WHAT IS REQUIRED ▸ Pull out every line below that contains the word "building", and copy each one in full. Case counts.
[START OF RECORDS SUPPLIED]
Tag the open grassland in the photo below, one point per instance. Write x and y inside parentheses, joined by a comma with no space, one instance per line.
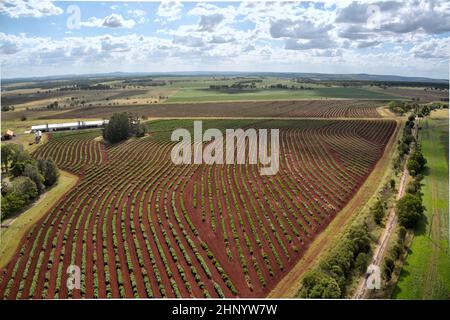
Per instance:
(140,226)
(422,94)
(204,94)
(302,108)
(426,272)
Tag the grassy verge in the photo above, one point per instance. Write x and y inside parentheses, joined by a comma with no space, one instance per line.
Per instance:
(353,213)
(426,272)
(10,237)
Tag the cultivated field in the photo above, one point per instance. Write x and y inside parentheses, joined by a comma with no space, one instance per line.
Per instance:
(426,273)
(305,108)
(139,226)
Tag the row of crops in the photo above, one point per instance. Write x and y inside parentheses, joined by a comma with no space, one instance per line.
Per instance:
(139,226)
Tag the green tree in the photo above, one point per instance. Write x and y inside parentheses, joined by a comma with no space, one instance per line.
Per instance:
(7,155)
(409,210)
(49,171)
(24,187)
(33,173)
(118,128)
(11,204)
(317,284)
(378,212)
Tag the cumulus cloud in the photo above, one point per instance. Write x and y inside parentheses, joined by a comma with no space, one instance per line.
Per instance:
(209,23)
(169,11)
(319,43)
(112,21)
(138,14)
(29,8)
(431,17)
(413,37)
(298,29)
(211,16)
(433,48)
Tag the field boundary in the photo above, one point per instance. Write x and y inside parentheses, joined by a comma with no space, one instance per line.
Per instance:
(20,225)
(290,284)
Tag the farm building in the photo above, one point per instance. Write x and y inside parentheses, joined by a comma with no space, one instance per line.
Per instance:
(69,126)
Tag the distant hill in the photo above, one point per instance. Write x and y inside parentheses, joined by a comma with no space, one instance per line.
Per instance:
(312,76)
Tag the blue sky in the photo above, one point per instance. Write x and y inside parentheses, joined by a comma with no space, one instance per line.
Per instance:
(408,38)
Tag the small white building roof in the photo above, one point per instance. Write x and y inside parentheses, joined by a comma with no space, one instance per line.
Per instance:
(68,125)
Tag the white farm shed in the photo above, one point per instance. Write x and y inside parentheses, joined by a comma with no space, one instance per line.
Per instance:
(69,126)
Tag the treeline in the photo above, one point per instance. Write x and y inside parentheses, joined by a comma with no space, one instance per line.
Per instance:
(423,110)
(84,86)
(349,258)
(122,126)
(25,178)
(332,277)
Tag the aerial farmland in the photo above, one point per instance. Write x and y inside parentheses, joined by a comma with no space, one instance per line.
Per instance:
(155,183)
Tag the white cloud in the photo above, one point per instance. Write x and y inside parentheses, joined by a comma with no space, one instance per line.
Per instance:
(29,8)
(112,21)
(169,11)
(138,14)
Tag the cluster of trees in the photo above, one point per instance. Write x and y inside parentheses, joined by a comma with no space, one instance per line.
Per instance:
(421,110)
(404,144)
(53,105)
(331,278)
(121,126)
(26,178)
(84,86)
(410,208)
(416,162)
(7,108)
(394,253)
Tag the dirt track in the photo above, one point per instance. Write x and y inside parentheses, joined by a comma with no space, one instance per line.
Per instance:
(289,286)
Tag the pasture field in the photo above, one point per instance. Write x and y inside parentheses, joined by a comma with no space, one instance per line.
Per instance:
(426,272)
(140,226)
(204,94)
(248,109)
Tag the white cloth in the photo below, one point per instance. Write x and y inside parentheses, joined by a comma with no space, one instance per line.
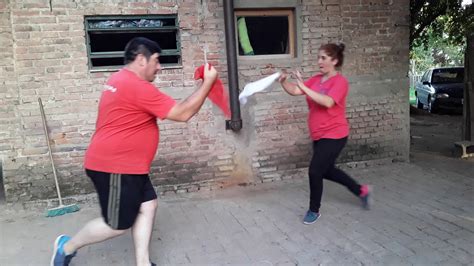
[END OF RECORDS SUPPLIED]
REPLY TO THE EXERCISE ▸
Tag the farm building in the photo above, one point per instance. Write x and y inside parentheses, joined by a comma with no space, one instance per line.
Tag the small white building roof in the photo above, one point per instance. Write x and y inside parentheses, joined by a comma with no space, one instance per line.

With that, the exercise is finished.